═════ Study text ═════
Healthcare Dive is reporting that “More than three in four Americans expect healthcare costs to increase over the next few years and result in ‘significant and lasting damage’ to the U.S. economy, according to a survey by nonprofit West Health and Gallup. And 69% were ‘not at all’ confident policymakers will fix the situation. Given the choice between a 10% increase in income or a complete five-year freeze of healthcare costs, 61% of people said they’d choose the latter, in line with the almost half of Americans concerned that a major health event would lead to bankruptcy for their family.
In the past year alone, 12% have borrowed money to pay for care and 10% had foregone treatment due to cost. And this fear over costs is affecting people at every rung of the socioeconomic ladder. West Health and Gallup found the concern wasn’t just unique to people struggling financially — it was consistent up to the top 10% of earners. Political debate over fixing this problem has centered of late on drug prices, surprise medical bills, pre-existing conditions and lowering insurance premiums, which are rising faster than income.” On a related note, the New York Times is reporting that Americans borrowed $88 billion dollars to pay for healthcare last year.
═════ Data provided ═════
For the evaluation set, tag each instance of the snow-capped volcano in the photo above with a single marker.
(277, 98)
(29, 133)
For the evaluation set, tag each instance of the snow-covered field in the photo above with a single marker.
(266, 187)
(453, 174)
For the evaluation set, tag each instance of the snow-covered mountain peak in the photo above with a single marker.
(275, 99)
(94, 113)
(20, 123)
═════
═════ Data provided ═════
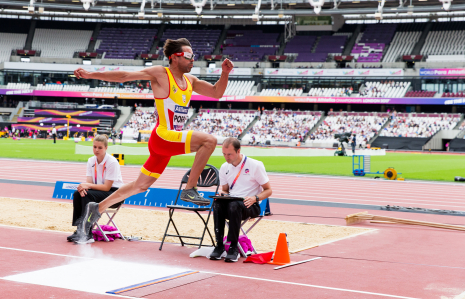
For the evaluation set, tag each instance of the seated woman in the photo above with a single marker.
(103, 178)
═════
═════ Data provided ═════
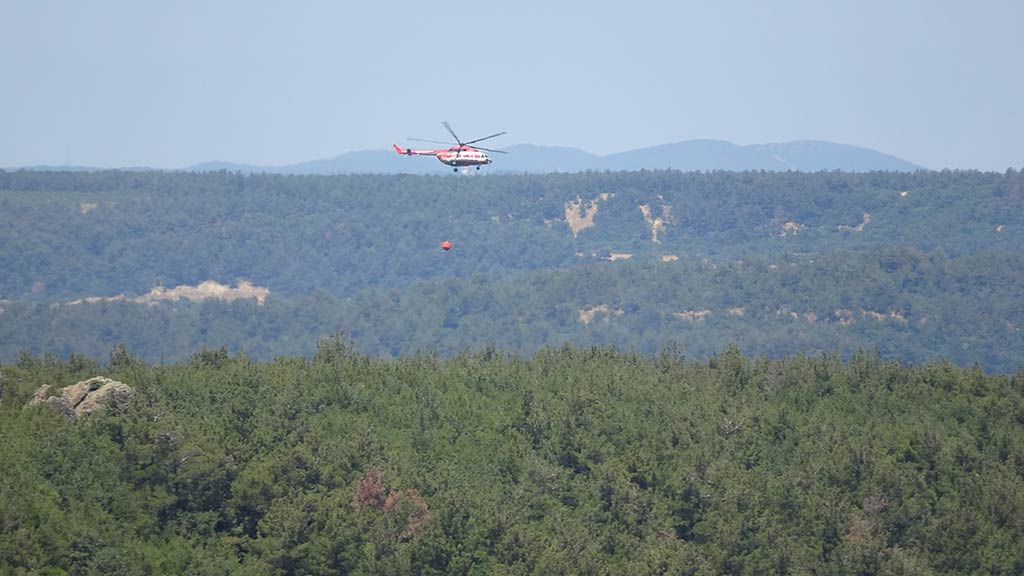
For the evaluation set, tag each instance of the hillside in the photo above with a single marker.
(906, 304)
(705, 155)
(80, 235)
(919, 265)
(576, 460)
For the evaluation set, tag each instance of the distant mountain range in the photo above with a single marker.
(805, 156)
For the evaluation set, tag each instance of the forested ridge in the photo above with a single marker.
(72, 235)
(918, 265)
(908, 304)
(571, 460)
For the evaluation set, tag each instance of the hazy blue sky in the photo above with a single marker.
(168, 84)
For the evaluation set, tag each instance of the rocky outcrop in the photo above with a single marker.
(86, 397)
═════
▶ _What you need to do_
Resume the piece on Americans' fears about healthcare costs, picking up after its final sentence about the $88 billion borrowed last year.

▶ _Expected output_
Let this fun fact sink in…in 2017 there were 17 states/territories whose Gross State Product was less than or equal to $88 billion. And yet that’s the amount that was borrowed by consumers in 2018 to pay for healthcare. This borrowing occurred despite the fact that the uninsured rate in the United States was less than 14% which is still low historically. I tend to share the pessimism of those surveyed on the cost control front. Senator Lamar Alexander (R-Tenn.) intends to introduce a bill aiming to control healthcare costs later this year. (As a side note, HFMA submitted a number of suggestions to Senator Alexander as to what this might look like based on our Price Transparency, Total Cost of Care, and Value Project work).For it to be politically viable in the current environment, it will be watered down. If we’re actually going to control healthcare costs, private purchasers (employers) need to demand increased value from hospitals, physicians and health plans. And if those demands aren’t met, employers need to be willing to carve providers out of network or find alternative TPAs who can deliver value, where feasible. The U.S. auto industry didn’t start building a decent car until American consumers voted with their wallets for Nissans, Toyotas, Hondas and Subarus. Even though healthcare is “different,” I’m not sure it’s rational to expect plans and providers to behave any differently than GM, Ford or Chrysler. To that end, I’m becoming more convinced that the employers are as big a barrier in “getting to value” as they allege some providers to be. I had the opportunity last week to speak with the CFO of an “aligned, integrated health system” (the system owns hospitals, physicians and a health plan). The system has consistently demonstrated value to its employers and community. The CFO wants to move to full capitation across all his commercial insurance contracts. However, what’s frustrating is he can’t move his employers (or their brokers) to this model for a variety of reasons. And so, another opportunity to improve value is frittered away due to multiple layers of mis-aligned incentives.